┌──

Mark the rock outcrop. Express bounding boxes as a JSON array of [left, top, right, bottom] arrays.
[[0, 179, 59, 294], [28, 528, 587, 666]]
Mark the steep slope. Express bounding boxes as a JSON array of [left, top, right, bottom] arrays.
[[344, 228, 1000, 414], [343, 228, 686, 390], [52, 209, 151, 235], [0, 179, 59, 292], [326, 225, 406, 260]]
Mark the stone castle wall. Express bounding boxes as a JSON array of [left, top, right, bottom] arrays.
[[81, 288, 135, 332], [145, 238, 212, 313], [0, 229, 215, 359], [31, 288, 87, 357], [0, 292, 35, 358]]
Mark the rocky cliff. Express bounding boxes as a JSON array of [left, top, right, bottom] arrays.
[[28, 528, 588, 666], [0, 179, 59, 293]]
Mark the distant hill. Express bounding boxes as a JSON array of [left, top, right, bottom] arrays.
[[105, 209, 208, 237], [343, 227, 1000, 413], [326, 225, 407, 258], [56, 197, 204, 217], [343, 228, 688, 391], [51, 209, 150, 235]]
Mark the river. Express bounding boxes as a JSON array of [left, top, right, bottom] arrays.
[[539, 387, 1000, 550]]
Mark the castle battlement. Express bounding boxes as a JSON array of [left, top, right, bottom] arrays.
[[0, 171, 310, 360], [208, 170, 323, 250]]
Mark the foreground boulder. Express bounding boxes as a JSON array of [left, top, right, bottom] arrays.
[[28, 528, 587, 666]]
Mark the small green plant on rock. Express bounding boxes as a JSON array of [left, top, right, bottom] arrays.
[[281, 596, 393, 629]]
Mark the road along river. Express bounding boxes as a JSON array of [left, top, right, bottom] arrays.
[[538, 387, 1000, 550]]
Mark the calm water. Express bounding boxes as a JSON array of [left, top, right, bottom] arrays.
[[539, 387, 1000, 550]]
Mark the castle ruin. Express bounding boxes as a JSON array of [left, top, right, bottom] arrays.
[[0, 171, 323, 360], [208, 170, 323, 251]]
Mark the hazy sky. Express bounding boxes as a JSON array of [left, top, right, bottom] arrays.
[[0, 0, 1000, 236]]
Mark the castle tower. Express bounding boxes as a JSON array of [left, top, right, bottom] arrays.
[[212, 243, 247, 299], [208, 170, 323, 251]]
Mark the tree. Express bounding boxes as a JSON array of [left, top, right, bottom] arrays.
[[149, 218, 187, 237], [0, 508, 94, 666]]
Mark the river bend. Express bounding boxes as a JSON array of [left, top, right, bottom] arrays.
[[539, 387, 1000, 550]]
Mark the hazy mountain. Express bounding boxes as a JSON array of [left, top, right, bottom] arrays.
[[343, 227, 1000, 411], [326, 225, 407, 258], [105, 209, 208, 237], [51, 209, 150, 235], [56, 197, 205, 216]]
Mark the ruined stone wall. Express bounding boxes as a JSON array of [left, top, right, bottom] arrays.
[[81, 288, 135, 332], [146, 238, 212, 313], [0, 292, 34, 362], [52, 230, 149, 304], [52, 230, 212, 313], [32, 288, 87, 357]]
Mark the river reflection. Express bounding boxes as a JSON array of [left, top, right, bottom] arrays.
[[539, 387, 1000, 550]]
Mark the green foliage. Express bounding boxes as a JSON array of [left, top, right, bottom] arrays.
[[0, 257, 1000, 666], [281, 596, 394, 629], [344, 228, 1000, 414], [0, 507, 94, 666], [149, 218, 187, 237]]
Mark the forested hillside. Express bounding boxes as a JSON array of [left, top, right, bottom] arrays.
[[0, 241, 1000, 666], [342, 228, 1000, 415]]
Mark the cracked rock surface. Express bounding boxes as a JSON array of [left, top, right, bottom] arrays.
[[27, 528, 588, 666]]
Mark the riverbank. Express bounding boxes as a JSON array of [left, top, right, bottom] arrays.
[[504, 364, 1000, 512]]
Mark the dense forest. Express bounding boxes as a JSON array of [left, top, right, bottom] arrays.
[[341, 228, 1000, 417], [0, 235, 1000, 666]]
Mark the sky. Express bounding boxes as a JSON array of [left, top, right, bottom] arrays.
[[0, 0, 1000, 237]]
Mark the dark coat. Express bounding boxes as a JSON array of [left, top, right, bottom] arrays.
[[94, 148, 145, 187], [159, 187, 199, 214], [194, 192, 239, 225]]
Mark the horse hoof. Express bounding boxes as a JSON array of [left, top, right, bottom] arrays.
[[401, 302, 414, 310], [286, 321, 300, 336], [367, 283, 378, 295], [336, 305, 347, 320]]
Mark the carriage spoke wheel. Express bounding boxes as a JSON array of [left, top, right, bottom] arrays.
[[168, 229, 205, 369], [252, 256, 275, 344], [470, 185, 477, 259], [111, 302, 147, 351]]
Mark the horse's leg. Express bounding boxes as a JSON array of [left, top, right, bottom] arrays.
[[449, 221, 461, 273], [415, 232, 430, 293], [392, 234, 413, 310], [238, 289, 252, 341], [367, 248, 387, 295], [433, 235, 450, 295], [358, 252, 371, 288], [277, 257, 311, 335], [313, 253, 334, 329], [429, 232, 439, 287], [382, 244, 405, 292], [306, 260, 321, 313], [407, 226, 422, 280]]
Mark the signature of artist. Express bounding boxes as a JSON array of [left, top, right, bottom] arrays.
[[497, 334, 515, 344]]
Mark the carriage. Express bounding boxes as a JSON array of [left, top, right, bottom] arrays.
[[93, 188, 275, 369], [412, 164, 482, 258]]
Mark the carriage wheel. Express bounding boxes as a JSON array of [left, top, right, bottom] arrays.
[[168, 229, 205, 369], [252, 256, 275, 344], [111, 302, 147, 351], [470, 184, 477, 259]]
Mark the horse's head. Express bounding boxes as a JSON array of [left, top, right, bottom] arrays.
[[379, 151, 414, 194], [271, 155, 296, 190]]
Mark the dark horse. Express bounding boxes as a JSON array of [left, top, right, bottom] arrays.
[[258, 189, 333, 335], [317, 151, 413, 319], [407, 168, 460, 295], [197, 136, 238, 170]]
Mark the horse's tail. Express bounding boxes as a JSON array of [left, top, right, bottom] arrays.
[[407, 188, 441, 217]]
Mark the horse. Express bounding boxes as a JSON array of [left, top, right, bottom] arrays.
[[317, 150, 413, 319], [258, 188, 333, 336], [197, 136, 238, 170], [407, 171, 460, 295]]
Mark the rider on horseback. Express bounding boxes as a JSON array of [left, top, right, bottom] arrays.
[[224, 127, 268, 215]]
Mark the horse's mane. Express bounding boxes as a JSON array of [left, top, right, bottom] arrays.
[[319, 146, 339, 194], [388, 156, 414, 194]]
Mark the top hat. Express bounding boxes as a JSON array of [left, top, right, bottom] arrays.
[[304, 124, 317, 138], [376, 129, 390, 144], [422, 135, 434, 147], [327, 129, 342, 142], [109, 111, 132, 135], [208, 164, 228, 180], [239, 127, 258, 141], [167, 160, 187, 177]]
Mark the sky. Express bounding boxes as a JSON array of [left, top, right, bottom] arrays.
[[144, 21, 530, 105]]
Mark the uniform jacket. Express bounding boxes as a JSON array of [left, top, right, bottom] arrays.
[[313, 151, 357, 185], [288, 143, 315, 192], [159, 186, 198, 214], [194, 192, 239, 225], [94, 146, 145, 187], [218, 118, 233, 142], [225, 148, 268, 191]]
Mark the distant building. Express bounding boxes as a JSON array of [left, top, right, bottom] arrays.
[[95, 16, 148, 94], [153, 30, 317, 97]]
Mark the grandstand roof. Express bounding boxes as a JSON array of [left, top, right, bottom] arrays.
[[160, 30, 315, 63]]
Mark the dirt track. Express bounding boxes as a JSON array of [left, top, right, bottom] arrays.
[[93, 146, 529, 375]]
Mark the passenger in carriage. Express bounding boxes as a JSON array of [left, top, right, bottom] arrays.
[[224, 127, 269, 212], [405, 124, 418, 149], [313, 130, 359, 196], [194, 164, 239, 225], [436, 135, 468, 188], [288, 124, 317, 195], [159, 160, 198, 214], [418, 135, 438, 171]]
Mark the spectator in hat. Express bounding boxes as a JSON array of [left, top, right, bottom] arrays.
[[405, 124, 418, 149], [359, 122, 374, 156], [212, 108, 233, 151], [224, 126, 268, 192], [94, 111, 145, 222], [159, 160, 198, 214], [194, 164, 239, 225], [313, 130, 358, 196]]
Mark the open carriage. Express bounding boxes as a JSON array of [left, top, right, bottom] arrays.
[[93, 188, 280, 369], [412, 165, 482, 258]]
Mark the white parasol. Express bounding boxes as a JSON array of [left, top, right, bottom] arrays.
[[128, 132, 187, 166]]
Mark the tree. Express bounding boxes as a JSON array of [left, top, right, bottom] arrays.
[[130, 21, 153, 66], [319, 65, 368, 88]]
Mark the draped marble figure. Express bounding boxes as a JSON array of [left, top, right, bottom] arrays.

└──

Please give the lines of the material above as a numbered list, from the line with "Mark the green" to the line with "302, 147, 351]]", leaving out any blank lines.

* **SOLUTION TO THE EXERCISE**:
1. Mark the green foliage. Express bounding boxes as a JSON array of [left, top, right, bottom] arrays.
2. [[0, 257, 1000, 666], [281, 596, 394, 629], [344, 228, 1000, 414], [0, 507, 94, 666], [149, 218, 187, 237]]
3. Mark the forested hillside. Express bounding boxes as a JSON array of [left, top, right, bottom] arrays.
4. [[0, 241, 1000, 666], [342, 228, 1000, 415]]
5. Mark the cracked rock surface. Express bounding boxes as a JSON array of [left, top, right, bottom] arrays.
6. [[27, 528, 588, 666]]
7. Mark the riverbank. Express bounding boxes as a JSON array of [left, top, right, bottom] arrays.
8. [[504, 364, 1000, 512]]
9. Mark the dense forest. Express bounding boxes as a JSON array of [left, top, right, bottom] arrays.
10. [[341, 228, 1000, 417], [0, 235, 1000, 666]]
11. Mark the sky. Express bounding boxes as a JSON array of [left, top, right, bottom] arrays.
12. [[0, 0, 1000, 237]]
13. Mark the dark coat. Express bounding boxes as a JSON array of [left, top, right, bottom] arrays.
14. [[94, 148, 145, 187], [159, 187, 199, 214], [194, 192, 239, 225]]
15. Mark the horse hoof. Express bounding boxes as a JSON array of [left, top, right, bottom] arrays.
16. [[401, 302, 414, 310], [286, 321, 300, 336], [367, 283, 378, 295], [336, 305, 347, 320]]
17. Mark the carriage spoke wheel. Express bounding boxes as a JSON array of [left, top, right, bottom] arrays.
18. [[168, 229, 205, 369], [252, 256, 275, 344], [470, 185, 477, 259], [111, 302, 147, 351]]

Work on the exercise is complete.